--- Data shown ---

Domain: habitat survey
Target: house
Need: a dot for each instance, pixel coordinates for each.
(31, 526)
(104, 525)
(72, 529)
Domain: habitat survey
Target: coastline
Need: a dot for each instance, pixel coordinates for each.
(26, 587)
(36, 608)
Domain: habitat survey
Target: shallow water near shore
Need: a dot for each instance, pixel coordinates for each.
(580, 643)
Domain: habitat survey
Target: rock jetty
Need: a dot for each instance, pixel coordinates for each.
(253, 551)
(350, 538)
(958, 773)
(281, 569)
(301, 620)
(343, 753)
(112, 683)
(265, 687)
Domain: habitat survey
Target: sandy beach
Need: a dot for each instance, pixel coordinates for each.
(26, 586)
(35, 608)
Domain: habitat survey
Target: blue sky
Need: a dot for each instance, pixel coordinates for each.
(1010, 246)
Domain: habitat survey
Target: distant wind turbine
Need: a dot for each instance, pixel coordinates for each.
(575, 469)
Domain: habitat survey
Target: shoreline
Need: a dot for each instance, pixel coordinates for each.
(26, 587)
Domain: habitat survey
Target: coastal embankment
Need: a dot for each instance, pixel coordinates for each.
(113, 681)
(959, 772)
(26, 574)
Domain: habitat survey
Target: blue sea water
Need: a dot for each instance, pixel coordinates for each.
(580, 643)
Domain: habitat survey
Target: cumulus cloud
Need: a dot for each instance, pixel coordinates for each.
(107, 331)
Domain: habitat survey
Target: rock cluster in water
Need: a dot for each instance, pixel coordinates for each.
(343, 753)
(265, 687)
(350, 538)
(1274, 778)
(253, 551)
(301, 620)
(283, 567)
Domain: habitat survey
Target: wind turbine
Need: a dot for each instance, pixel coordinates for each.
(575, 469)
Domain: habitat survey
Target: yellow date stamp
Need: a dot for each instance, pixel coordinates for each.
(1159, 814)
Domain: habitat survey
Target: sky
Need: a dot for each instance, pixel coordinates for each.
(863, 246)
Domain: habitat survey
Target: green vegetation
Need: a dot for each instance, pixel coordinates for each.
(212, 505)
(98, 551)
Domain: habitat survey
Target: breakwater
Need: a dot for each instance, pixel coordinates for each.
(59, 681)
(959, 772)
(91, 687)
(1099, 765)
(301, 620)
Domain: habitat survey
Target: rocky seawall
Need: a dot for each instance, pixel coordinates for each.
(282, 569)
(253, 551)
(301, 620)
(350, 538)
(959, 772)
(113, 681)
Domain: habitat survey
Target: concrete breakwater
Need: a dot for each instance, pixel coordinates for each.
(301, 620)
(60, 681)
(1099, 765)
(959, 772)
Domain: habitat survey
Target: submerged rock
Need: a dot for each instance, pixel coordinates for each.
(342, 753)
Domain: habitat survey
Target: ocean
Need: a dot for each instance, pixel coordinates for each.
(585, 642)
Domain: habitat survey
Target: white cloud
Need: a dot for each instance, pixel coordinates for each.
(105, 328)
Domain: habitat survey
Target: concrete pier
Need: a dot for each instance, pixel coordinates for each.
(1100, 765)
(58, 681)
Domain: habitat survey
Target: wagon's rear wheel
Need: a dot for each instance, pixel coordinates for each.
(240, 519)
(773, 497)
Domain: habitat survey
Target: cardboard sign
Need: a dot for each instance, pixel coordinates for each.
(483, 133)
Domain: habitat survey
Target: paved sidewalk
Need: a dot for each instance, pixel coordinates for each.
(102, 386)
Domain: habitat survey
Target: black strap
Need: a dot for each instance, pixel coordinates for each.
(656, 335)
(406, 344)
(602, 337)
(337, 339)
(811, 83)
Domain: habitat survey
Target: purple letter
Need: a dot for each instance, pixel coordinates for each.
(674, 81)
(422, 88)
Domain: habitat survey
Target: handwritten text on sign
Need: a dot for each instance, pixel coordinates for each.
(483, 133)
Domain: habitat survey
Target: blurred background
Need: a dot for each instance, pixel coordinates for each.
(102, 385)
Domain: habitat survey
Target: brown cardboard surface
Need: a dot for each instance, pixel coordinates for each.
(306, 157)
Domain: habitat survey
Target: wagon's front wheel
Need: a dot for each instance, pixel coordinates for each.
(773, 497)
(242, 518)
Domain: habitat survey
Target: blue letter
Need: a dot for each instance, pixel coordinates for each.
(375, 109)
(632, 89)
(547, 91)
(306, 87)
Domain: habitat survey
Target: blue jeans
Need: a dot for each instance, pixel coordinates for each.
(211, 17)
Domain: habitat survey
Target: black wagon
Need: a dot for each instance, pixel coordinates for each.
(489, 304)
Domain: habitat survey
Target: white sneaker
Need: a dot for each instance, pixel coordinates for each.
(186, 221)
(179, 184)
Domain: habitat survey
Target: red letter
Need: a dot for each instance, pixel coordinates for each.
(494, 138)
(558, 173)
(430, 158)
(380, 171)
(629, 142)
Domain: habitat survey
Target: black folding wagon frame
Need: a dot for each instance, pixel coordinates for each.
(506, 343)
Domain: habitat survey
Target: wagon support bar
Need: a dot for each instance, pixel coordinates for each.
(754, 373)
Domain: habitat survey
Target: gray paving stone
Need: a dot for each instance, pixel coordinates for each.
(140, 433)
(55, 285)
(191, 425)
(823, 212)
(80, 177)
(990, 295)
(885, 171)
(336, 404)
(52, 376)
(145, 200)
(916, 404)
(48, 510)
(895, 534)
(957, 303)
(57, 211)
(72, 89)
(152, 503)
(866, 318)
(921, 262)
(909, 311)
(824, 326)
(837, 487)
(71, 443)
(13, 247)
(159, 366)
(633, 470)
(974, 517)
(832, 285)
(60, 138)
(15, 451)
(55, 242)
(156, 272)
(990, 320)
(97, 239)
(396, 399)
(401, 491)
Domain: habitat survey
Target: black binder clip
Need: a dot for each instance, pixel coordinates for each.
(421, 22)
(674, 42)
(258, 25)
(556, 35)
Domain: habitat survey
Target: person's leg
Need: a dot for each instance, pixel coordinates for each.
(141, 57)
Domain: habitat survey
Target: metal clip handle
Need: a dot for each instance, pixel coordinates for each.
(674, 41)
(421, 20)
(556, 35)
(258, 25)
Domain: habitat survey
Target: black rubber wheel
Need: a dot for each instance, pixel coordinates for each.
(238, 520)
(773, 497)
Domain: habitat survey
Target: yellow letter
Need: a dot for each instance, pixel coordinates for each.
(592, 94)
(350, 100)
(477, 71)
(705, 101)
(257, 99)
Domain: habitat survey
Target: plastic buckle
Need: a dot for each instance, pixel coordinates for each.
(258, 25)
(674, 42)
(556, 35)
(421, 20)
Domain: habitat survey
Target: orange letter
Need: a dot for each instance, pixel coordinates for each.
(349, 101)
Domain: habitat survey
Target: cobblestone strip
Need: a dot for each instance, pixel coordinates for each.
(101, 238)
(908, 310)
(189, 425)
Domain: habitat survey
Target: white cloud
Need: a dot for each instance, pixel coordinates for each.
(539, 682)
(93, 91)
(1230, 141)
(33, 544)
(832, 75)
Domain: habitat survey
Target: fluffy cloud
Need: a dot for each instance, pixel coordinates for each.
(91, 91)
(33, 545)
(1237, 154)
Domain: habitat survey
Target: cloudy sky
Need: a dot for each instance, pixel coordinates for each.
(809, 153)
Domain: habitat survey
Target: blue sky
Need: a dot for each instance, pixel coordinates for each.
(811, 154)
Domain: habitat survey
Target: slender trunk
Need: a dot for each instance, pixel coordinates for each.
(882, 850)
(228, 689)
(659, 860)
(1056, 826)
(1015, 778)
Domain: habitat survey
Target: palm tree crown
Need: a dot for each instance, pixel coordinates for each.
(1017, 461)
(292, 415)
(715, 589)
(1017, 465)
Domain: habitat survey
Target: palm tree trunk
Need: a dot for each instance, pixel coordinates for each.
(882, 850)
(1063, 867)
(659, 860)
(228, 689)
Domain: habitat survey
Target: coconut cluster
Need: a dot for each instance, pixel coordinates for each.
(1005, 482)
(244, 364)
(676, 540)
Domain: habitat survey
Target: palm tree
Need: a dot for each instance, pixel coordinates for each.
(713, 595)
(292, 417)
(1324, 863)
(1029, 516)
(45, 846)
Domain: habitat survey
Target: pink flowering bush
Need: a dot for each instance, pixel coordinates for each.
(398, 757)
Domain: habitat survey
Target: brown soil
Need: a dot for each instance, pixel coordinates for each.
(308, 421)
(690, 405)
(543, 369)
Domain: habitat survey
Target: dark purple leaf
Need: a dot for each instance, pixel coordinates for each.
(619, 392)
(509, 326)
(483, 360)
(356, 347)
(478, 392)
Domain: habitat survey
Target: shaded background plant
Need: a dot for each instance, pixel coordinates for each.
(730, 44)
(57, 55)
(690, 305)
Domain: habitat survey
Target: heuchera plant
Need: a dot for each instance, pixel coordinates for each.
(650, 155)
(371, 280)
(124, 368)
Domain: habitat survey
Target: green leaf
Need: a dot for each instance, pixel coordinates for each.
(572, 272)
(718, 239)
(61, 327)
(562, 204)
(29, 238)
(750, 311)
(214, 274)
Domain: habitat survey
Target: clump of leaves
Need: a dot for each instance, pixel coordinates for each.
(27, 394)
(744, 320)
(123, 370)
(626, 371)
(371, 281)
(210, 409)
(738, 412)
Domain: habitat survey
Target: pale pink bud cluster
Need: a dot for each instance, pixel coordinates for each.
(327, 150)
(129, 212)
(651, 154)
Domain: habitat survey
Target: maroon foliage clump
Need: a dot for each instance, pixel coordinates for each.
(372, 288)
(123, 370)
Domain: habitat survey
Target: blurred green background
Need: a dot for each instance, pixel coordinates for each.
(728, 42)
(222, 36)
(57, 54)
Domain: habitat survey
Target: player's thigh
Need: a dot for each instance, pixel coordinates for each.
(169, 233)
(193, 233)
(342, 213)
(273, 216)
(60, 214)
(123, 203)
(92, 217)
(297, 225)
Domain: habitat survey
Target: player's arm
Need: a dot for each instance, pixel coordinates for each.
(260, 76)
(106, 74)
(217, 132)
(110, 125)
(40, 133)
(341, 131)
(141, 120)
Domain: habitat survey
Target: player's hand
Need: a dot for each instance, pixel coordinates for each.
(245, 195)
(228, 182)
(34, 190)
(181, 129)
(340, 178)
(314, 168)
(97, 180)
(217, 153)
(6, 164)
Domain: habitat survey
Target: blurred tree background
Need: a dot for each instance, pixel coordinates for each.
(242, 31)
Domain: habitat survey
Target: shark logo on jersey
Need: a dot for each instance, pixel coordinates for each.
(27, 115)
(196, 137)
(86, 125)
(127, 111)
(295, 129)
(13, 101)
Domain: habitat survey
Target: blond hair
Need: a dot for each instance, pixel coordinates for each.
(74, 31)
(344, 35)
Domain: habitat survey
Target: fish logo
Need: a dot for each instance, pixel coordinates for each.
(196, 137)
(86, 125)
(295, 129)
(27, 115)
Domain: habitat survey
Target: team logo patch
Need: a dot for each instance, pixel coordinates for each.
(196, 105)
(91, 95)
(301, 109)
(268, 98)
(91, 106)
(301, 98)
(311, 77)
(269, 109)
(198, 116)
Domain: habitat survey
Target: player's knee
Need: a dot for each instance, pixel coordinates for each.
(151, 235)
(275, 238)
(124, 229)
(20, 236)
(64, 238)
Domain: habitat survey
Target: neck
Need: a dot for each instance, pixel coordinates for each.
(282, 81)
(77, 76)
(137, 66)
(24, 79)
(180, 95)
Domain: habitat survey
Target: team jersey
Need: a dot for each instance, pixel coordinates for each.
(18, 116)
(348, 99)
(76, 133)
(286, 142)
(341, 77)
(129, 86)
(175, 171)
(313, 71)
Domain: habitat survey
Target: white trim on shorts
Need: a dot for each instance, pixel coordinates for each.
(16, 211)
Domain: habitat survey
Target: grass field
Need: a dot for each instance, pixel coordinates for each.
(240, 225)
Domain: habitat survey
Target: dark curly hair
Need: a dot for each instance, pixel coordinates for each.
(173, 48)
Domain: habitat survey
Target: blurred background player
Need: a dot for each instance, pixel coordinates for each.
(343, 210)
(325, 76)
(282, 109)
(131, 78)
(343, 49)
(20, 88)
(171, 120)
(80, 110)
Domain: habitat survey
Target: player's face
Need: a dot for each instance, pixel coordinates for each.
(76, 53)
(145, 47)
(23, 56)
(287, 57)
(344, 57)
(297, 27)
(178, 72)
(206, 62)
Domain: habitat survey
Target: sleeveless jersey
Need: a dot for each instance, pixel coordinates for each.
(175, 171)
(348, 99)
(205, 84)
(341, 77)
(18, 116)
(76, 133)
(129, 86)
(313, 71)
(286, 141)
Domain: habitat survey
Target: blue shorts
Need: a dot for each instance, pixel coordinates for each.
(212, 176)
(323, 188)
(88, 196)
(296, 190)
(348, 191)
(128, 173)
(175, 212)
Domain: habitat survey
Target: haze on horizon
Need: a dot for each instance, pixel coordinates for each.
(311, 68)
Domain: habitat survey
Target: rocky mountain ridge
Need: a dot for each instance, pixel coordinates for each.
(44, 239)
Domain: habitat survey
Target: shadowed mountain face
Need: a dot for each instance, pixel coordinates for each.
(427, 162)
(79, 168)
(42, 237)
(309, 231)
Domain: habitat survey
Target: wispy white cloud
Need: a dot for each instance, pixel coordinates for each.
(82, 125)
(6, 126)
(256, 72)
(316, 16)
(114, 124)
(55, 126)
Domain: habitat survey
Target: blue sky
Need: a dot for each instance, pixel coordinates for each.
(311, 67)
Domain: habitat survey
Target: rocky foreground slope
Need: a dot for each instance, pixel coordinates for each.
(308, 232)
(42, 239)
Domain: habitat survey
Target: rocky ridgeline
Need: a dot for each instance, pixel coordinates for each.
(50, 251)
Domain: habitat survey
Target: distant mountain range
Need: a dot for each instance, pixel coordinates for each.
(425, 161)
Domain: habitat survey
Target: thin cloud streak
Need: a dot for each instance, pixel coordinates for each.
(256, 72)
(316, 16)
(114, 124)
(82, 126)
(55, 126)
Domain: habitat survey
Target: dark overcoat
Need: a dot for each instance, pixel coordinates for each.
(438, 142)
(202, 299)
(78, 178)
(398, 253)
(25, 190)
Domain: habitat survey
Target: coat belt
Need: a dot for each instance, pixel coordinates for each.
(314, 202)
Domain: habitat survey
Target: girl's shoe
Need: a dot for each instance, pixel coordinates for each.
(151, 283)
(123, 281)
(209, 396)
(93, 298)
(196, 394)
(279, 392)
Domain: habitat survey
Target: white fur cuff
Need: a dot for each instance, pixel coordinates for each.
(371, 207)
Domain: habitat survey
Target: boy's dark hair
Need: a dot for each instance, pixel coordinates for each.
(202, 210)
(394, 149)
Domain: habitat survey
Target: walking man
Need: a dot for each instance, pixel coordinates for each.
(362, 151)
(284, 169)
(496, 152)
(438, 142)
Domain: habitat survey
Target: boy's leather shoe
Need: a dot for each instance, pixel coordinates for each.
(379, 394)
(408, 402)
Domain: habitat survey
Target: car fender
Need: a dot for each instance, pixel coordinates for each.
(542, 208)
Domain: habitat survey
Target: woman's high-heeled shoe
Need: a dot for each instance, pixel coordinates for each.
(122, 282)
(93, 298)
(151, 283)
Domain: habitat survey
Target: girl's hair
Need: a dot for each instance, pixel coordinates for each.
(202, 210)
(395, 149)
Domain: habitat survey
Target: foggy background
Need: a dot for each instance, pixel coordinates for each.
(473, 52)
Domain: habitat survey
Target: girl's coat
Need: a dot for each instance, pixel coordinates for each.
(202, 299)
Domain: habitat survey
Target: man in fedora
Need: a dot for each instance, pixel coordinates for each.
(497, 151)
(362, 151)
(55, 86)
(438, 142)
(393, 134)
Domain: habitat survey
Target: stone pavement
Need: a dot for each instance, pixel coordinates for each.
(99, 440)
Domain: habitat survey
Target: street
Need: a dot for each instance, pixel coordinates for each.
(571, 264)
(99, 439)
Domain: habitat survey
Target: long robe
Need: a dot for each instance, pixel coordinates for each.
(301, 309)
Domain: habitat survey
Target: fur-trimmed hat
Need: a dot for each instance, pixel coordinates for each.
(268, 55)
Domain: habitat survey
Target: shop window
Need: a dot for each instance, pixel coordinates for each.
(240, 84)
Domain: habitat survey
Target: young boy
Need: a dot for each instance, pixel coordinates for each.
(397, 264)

---

#### [The problem]
The expected answer is every line in the data above that carries the string "turbine".

#### [Solution]
Target: distant wind turbine
Target: wind turbine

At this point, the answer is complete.